* Written task: Make an exact copy of the lines below.

Coordinate annotation records
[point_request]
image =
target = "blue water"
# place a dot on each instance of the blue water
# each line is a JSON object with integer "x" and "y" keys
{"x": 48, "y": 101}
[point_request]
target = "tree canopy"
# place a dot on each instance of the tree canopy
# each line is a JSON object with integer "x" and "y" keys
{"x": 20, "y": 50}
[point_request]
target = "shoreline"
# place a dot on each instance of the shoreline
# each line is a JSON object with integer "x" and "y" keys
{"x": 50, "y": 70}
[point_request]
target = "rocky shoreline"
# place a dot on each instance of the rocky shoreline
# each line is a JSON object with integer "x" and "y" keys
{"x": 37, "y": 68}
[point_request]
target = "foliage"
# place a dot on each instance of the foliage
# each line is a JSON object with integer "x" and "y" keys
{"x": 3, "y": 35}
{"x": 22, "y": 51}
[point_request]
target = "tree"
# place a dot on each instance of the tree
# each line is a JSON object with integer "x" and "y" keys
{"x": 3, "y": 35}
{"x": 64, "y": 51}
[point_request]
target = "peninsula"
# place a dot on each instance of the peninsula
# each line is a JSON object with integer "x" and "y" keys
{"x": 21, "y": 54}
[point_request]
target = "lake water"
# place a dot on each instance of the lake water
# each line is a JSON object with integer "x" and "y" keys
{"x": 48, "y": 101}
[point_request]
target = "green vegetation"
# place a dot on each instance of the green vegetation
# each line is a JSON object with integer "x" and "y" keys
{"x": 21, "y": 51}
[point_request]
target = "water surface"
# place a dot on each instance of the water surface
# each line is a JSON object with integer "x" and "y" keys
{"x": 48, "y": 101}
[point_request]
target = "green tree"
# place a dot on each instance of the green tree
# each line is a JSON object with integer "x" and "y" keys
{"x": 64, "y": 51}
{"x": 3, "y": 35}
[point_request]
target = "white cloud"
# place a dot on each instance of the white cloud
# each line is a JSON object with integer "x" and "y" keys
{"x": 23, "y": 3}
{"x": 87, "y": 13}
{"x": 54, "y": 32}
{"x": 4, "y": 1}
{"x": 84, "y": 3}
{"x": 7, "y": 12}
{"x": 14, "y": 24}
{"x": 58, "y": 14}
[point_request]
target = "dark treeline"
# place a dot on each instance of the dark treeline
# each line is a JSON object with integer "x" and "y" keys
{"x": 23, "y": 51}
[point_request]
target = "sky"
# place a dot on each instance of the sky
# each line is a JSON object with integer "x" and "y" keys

* Task output:
[point_request]
image =
target = "blue water"
# place a dot on each instance of the blue water
# each line is a JSON object with integer "x" and "y" keys
{"x": 48, "y": 101}
[point_request]
target = "tree canopy"
# place a dot on each instance of the tree canopy
# each line is a JSON object with integer "x" and "y" keys
{"x": 20, "y": 50}
[point_request]
target = "shoreline"
# place a dot on each instance of the shoreline
# each line is a JSON object with integer "x" and "y" keys
{"x": 50, "y": 70}
[point_request]
target = "rocky shoreline"
# place a dot on each instance of the rocky shoreline
# each line is a JSON object with integer "x" and "y" keys
{"x": 37, "y": 68}
[point_request]
target = "foliage"
# place a dot on each instance of the foliage
# each line is a JSON object with integer "x" and "y" keys
{"x": 3, "y": 35}
{"x": 22, "y": 51}
[point_request]
target = "tree"
# place a dot on each instance of the tree
# each line is a JSON object with integer "x" and "y" keys
{"x": 3, "y": 35}
{"x": 64, "y": 51}
[point_request]
target = "peninsula"
# place a dot on each instance of the peninsula
# each line is a JSON object with integer "x" and "y" keys
{"x": 21, "y": 54}
[point_request]
target = "lake water"
# place a dot on each instance of the lake water
# each line is a JSON object with integer "x" and "y" keys
{"x": 48, "y": 101}
[point_request]
target = "green vegetation"
# place a dot on each instance of the green vegetation
# each line is a JSON object with integer "x" and "y" keys
{"x": 21, "y": 51}
[point_request]
target = "water surface"
# place a dot on each instance of the water surface
# each line is a JSON object with integer "x" and "y" keys
{"x": 48, "y": 101}
[point_request]
target = "green tree"
# place a dot on each instance of the green tree
# each line is a JSON object with integer "x" and "y" keys
{"x": 64, "y": 51}
{"x": 3, "y": 35}
[point_request]
target = "white cloud"
# place a dot on each instance of the white cloud
# each line is a JSON object with integer "x" and "y" keys
{"x": 23, "y": 3}
{"x": 87, "y": 13}
{"x": 54, "y": 32}
{"x": 4, "y": 1}
{"x": 84, "y": 3}
{"x": 7, "y": 12}
{"x": 14, "y": 24}
{"x": 58, "y": 14}
[point_request]
target = "dark treeline"
# place a dot on each instance of the dark treeline
# each line is a JSON object with integer "x" and "y" keys
{"x": 23, "y": 51}
[point_request]
target = "sky"
# place a dot on each instance of the sky
# each line is a JSON object with integer "x" and "y" keys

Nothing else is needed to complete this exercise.